===== PAGE TEXT =====

Environmental health is the broad study of toxic substances and hazardous materials that threaten human health. If you're interested, you'll need a bachelor's degree to enter the field, although environmental health professionals commonly earn graduate degrees. The majority of professionals work in government or consulting. Read on to learn more.
Environmental health professionals believe that the prevention of disease begins with healthy environments. Drawing from other physical and natural science disciplines, the field of environmental health focuses on issues related to environmental quality, contamination and sanitation. Environmental health jobs often involve identifying and controlling environmental factors that can adversely impact human health. Your job duties might include measuring toxic substances found in air, water, soil and food to determine their risks. A genuine concern for environmental safety coupled with strong computer and problem-solving skills are essential in this field.
Governmental agencies at the local, state and federal levels employ most environmental health graduates. Many others work for private environmental consulting firms. You could also work for nonprofit organizations and international corporations interested in environmental risks and safety. Sample job titles include environmental technician, environmental health specialist and environmental scientist. Your job duties as an environmental scientist and health specialist can include controlling hazards in schools and workplaces, inspecting drinking water for compliance with safety standards and ensuring toxic wastes are disposed of properly.

===== SOURCE MATERIAL =====

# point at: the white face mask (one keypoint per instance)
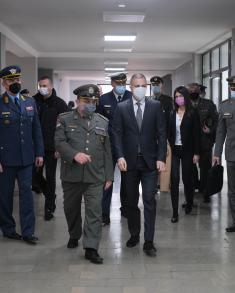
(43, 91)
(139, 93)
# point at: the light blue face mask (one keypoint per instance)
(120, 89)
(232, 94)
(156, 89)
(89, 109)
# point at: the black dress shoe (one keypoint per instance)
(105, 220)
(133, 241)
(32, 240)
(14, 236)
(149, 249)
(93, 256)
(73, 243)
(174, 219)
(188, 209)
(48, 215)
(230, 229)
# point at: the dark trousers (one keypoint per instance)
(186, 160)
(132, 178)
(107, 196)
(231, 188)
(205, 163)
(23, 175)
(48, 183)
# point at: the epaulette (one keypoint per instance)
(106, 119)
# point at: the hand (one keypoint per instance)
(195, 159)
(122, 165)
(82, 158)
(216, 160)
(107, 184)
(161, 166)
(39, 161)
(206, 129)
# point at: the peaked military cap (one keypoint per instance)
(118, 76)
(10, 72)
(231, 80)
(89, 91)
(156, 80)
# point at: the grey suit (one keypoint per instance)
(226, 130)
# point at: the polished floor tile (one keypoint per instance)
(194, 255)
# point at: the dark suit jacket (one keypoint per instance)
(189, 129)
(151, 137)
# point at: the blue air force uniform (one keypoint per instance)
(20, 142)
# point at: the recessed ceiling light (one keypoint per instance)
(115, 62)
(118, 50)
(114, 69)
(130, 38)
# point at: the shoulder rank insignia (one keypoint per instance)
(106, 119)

=====
===== SOURCE MATERIAL =====

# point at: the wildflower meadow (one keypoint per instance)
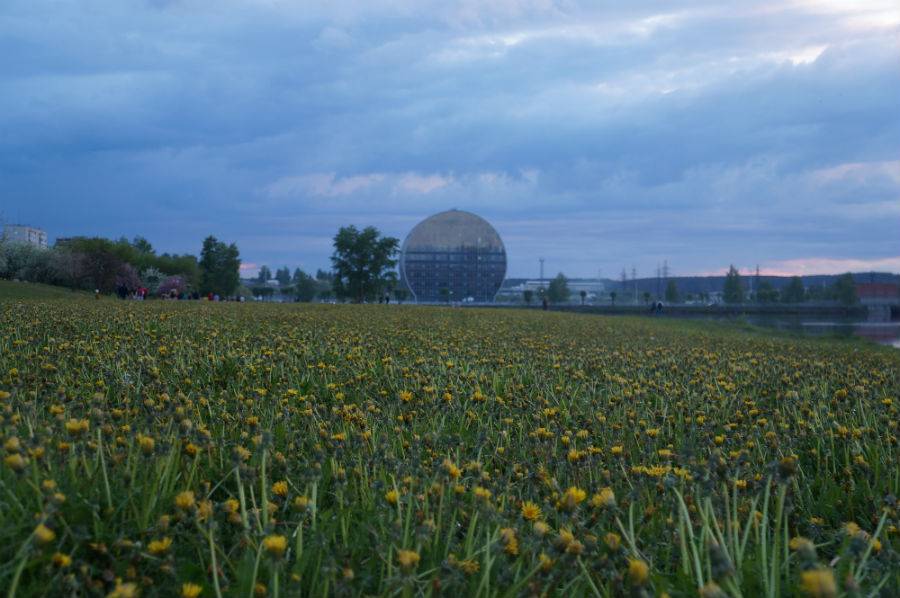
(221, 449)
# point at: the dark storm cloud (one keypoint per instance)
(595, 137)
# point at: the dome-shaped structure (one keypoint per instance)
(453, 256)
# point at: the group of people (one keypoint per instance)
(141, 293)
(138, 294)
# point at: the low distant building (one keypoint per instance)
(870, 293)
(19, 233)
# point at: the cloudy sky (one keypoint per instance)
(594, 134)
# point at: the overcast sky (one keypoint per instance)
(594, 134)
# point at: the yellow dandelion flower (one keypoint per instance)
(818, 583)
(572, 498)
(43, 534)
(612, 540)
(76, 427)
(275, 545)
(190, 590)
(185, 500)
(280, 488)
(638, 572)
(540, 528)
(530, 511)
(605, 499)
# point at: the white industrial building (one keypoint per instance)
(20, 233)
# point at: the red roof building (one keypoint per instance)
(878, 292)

=====

▶ PROBLEM TO WORK ON:
Please translate this sentence from the environmental health text into Spanish: "Environmental health professionals believe that the prevention of disease begins with healthy environments."

▶ TASK SOLUTION:
Los profesionales de la salud ambiental creen que la prevención de las enfermedades comienza con entornos saludables.